[Listing from a pointing dataset]

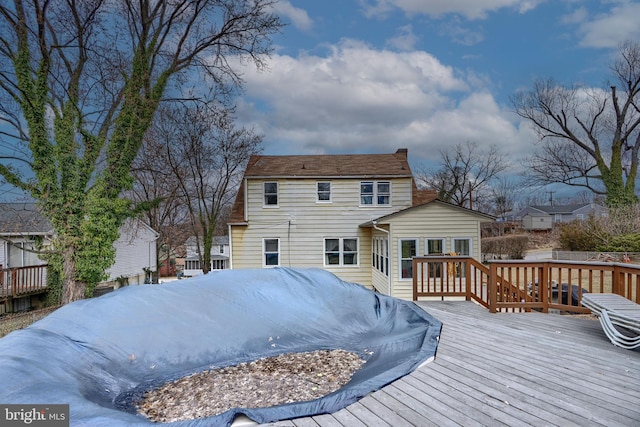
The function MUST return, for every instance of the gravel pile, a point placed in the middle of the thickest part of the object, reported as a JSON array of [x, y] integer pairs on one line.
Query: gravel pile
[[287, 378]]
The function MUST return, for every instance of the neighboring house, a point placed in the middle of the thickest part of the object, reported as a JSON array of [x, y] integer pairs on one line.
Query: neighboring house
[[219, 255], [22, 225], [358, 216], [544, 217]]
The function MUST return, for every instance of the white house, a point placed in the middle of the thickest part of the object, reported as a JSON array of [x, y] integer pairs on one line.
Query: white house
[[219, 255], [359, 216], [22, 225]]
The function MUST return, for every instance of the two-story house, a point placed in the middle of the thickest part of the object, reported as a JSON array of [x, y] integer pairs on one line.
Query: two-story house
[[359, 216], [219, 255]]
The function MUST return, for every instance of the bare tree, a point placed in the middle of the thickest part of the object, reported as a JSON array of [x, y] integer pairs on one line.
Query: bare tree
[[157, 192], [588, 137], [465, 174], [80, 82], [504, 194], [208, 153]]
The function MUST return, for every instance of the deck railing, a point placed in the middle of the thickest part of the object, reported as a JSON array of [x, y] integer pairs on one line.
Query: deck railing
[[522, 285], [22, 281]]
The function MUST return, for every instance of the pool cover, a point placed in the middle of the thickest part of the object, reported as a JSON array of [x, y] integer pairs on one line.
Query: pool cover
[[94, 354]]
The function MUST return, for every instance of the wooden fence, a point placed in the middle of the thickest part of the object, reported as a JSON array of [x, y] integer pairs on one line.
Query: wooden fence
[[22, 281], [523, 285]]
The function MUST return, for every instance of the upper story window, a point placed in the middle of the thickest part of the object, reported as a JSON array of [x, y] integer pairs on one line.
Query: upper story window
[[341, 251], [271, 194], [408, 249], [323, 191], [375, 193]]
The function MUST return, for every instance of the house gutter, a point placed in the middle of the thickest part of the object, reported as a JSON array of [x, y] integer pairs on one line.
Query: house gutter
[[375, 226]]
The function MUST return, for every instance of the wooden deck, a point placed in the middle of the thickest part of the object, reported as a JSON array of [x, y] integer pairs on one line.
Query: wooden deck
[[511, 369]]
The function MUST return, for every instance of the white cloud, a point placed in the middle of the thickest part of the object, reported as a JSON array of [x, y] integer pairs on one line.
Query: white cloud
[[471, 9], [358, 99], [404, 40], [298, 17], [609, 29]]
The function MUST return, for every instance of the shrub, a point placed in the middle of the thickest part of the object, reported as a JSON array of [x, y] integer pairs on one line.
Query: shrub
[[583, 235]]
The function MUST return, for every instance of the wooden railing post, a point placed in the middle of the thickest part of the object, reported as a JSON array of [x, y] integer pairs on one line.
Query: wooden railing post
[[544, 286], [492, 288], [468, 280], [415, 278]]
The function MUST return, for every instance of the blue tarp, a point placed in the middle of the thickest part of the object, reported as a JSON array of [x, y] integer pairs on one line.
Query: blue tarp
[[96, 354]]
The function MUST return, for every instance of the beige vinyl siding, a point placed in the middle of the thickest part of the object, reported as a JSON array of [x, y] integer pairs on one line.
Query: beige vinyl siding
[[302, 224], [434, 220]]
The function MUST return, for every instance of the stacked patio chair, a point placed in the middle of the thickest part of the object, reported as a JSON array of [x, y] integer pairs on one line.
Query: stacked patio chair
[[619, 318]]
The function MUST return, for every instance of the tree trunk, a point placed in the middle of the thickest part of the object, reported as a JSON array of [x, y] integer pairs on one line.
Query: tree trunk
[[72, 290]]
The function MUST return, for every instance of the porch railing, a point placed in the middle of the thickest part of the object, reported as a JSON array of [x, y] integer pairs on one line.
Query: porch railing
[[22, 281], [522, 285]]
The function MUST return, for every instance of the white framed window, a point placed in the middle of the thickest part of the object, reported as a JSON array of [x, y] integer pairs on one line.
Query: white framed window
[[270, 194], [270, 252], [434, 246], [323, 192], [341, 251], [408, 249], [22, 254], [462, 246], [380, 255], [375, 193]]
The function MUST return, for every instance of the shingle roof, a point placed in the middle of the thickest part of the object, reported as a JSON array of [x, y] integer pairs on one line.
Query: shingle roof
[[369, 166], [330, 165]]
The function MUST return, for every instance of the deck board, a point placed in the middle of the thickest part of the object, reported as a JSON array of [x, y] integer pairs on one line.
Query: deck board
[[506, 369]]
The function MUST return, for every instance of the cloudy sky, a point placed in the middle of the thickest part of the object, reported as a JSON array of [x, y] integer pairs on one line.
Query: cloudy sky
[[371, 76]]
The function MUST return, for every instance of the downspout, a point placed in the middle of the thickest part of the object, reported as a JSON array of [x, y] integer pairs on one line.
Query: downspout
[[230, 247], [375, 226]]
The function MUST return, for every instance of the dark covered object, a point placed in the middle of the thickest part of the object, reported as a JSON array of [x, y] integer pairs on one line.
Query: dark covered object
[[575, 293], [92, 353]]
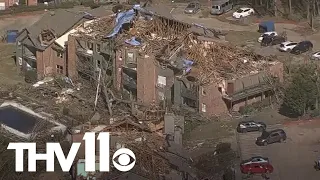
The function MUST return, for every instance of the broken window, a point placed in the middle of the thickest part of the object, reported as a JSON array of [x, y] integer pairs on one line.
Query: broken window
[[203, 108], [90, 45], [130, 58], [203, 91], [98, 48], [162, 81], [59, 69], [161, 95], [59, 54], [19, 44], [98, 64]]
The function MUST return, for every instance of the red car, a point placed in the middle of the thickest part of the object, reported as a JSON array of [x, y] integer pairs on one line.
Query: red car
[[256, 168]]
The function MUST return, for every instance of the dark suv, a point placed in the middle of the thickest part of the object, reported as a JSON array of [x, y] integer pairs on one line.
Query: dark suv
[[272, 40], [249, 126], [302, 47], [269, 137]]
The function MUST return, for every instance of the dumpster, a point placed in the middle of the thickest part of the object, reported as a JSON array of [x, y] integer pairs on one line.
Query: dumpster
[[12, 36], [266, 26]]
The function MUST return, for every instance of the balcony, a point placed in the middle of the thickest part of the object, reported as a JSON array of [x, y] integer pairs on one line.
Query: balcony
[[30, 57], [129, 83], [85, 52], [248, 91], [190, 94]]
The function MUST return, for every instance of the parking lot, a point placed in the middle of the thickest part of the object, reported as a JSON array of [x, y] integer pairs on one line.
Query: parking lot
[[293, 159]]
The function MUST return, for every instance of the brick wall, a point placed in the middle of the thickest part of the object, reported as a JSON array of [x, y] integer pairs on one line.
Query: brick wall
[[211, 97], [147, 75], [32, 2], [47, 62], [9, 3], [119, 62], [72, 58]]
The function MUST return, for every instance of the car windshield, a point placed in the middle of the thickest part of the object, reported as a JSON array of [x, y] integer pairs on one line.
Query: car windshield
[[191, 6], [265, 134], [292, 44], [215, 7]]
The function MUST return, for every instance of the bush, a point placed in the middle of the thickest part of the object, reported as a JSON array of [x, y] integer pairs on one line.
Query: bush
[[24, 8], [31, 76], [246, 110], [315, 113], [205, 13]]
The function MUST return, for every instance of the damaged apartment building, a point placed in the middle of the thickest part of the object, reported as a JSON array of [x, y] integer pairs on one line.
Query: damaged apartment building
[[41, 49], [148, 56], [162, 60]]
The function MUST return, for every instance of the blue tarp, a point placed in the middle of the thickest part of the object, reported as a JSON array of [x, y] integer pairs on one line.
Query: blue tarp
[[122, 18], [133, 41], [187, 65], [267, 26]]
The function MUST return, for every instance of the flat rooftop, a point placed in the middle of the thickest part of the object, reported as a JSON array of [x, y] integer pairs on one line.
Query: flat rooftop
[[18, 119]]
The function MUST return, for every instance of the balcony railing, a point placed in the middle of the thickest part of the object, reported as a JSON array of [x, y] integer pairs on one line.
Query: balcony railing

• EXERCISE PROMPT: Turn the listing above into a numbered list with one line per item, skipping any blank lines. Leave out the pictures.

• COMPLETE OUTPUT:
1. The function MUST return, for every instance of the gravel pile, a point placed in the middle of the thickest part of the object, reported as a JSON array of [x, y] integer pairs on one line.
2. Query: gravel pile
3. [[287, 378]]
4. The function MUST return, for every instance of the neighboring house, a point placed in the middle of the thickest part of the object, reported as a JSON array of [x, y] integer pairs on one line.
5. Query: neighboring house
6. [[219, 255], [22, 225], [358, 216], [544, 217]]
7. The function MUST return, for every instance of the white house, a point placed in the middle of the thickest part of the object, reported as a JSON array of [x, y] integer pairs on one line.
8. Query: white house
9. [[219, 255], [359, 216], [22, 225]]
10. The function MUST return, for every instance of the two-story house, a point placed in the middle of the thickest part of the object, reported as a JSON array of [x, y] integer pairs on one line.
11. Query: two-story house
12. [[359, 216], [219, 255]]
13. The function MUST return, for every instance of the bare tree, a point placed in the middle of the thickest part of the object, reported as a JSON array of [x, y] integer pairs on one line.
14. Query: bare tree
15. [[157, 192], [588, 137], [465, 174], [80, 82], [504, 194], [208, 153]]
16. The function MUST return, for every instance of the deck railing, a point placed in the middle of the thickest part of the object, reported as a JSON array of [x, y] integer pairs on one line.
17. Query: deck railing
18. [[522, 285], [22, 281]]
19. The function MUST return, for every instance of the pool cover, a point placed in the middle of the thickest part of the object, reported as a JSON array of [x, y] integer pairs on one line.
20. Query: pool cover
21. [[94, 354]]
22. The function MUST return, for every instance of the wooden fence, a point placed in the middle of the thickest part of the object, reported as a JSON array of [x, y] integer pairs on one line.
23. Query: wooden fence
24. [[22, 281], [523, 285]]
25. The function MUST return, for every instance of the upper story window, a point placed in the middle of the thickest part of the object, reported as a JSON array of [x, y] integer pairs on one line.
26. Query: upper story window
27. [[341, 251], [271, 194], [408, 249], [323, 191], [375, 193]]
28. The function MUST return, for every instance of the house gutter, a point placed in the middle of the thickest part of the object, reported as a JSON array of [x, y] integer pairs on one line.
29. Query: house gutter
30. [[375, 226]]
31. The function MUST return, for every instance of the wooden deck, a point placed in the middle of the thickest part of the object, reported as a JSON array of [x, y] integer pairs on one line.
32. Query: wooden deck
33. [[511, 369]]
34. The function MUST return, for every instance of the white cloud, a point placed in the middle of the thickest part of the object, reported as a JSON array of [x, y] integer pairs on one line.
35. Query: white cloud
36. [[471, 9], [358, 99], [404, 40], [298, 17], [609, 29]]
37. The function MUST return, for every instance of the shrub, a point placed in the middle of the thickest part of the object, reported as a JSON array of [x, y] integer pairs on one line.
38. Query: shrub
39. [[583, 235]]
40. The function MUST return, for every instance of the wooden railing post, a point placed in the middle of the thickest part of the object, reported as a JSON array of [x, y] integer pairs on one line.
41. Query: wooden railing post
42. [[544, 286], [492, 288], [468, 280], [415, 278]]
43. The function MUST return, for every instance of the blue tarp, a point placed in the middle of the thickest part of the object, reported as a JSON array of [x, y] integer pairs on one line.
44. Query: blue tarp
45. [[96, 354]]
46. The function MUST return, for every instance of the beige vinyl siding, a point placed in the middle of the thickest part of the object, reported as a JSON array of [x, y] integer pairs on one line.
47. Query: beige vinyl siding
48. [[302, 224], [434, 220]]
49. The function MUST return, for every instance of the stacked patio chair, a point placed in the middle of the thickest part of the object, reported as a JSON array of [x, y] integer pairs on one line.
50. Query: stacked patio chair
51. [[619, 318]]
52. The function MUST return, for every instance of the tree trunk, a point placed in the middle of the thickest part of the object, reported as a JSON array of [x, y] integer pairs on one line.
53. Query: tree trunk
54. [[72, 290]]
55. The function MUST return, for every instance of the porch railing, a point placed in the middle of the thickest part of the object, reported as a JSON array of [x, y] integer pairs on one line.
56. Query: porch railing
57. [[22, 281], [522, 285]]
58. The function MUST return, for every instance of the white framed window, a point placed in the middle of the thickest part of the object, reported as a JSON array of [x, y] integer pairs on one line.
59. Query: white framed window
60. [[270, 194], [270, 252], [434, 246], [323, 192], [341, 251], [408, 249], [22, 254], [462, 246], [380, 255], [375, 193]]
61. The function MUST return, for every instance of the shingle roof, a point placed in the middle of the thickest part of the object, reported as a JSON array of [x, y] integer pairs on one line.
62. Query: shingle roof
63. [[369, 166], [330, 165]]
64. The function MUST return, for every instance of the deck board, a point placed in the middle of the thickest part of the object, reported as a JSON array of [x, y] integer pairs on one line.
65. Query: deck board
66. [[506, 369]]
67. The function MUST return, for every instance of the cloudy sky, a point placed in the middle of the thickest part of the object, reported as a JSON array of [x, y] integer pairs on one line.
68. Query: cloudy sky
69. [[371, 76]]
70. The function MUST return, for every instance of the downspout, a point placed in the middle of the thickest part of the object, reported as a JSON array of [x, y] integer pairs on one line.
71. Query: downspout
72. [[230, 247], [375, 226]]
73. The function MUST return, for every instance of the dark covered object, a point placed in the middle of the thickest part of the object, reported as a JSON array of [x, y] integer pairs on one line.
74. Query: dark covered object
75. [[575, 293], [92, 353]]
76. The function MUST return, for every instance of the broken window, a point placed in the middle of the thickest part of the object, reported as a JSON array of [x, y] integer pairs on one line.
77. Query: broken window
78. [[203, 108], [90, 45], [130, 58], [203, 91], [98, 48], [162, 81], [59, 69], [161, 95], [59, 54], [19, 44], [98, 64]]
79. The function MUST return, for every instance of the red car, a point placed in the middle of the thickest part of the object, reported as a JSON array of [x, y] integer pairs on one line.
80. Query: red car
81. [[256, 168]]
82. The function MUST return, for every instance of the dark suv, a point placed in the middle of the thickest part of the object, reported as a JSON array of [x, y] integer pairs on one line.
83. Query: dark suv
84. [[272, 40], [249, 126], [302, 47], [269, 137]]
85. The function MUST return, for every instance of the dumpster, a point placed in the middle of the thickest part of the object, reported as a JSON array of [x, y] integer pairs on one line.
86. Query: dumpster
87. [[12, 36], [266, 26]]
88. The function MUST return, for every instance of the balcony, a point placed in the middle of the thickest part of the object, reported as a JSON array of [x, y] integer pairs on one line.
89. Query: balcony
90. [[30, 57], [129, 83], [85, 52], [248, 91], [190, 94]]
91. The function MUST return, for every instance of the parking lot, a point placed in the middle of the thickest part of the object, reported as a JSON array of [x, y] integer pairs on one line.
92. Query: parking lot
93. [[293, 159]]
94. The function MUST return, for every instance of the brick wall, a point placed in the middle of the thickest part of the object, reported as a JSON array of [x, y] integer pairs on one line.
95. Query: brick wall
96. [[211, 97], [147, 75], [32, 2], [47, 62], [9, 3], [119, 62], [72, 58]]
97. The function MUST return, for every instance of the car windshield, a point placed in the middle of the thickest part of the object, reported as a JSON array of [x, y] integer pairs on one line.
98. Query: car windshield
99. [[191, 6], [265, 134], [292, 44], [215, 7]]
100. The function MUST return, for every instance of the bush, a point placed in the middle of the thickest part of the object, reported as a JSON array of [x, y] integer pairs on one line.
101. Query: bush
102. [[24, 8], [31, 76], [246, 110], [315, 113], [205, 13]]
103. The function MUST return, for every instance of the damaged apartment building, a point placed in the middle of the thickest part of the object, reported as a JSON array of [x, y] integer pairs on one line.
104. Query: damaged apartment building
105. [[41, 49], [148, 56], [162, 60]]
106. The function MUST return, for every instance of the blue tarp, a point placed in the middle of the thickest part of the object, reported as a JSON array of [x, y] integer pairs on one line.
107. Query: blue tarp
108. [[122, 18], [133, 41], [187, 65], [267, 26]]
109. The function MUST return, for every instance of the flat rooftop, a point placed in the middle of the thickest part of the object, reported as a JSON array of [x, y] integer pairs on one line.
110. Query: flat rooftop
111. [[18, 119]]
112. The function MUST return, for every instance of the balcony railing, a point placed in the middle of the thickest part of the object, reported as a JSON array of [x, y] integer pairs on one line.
113. Query: balcony railing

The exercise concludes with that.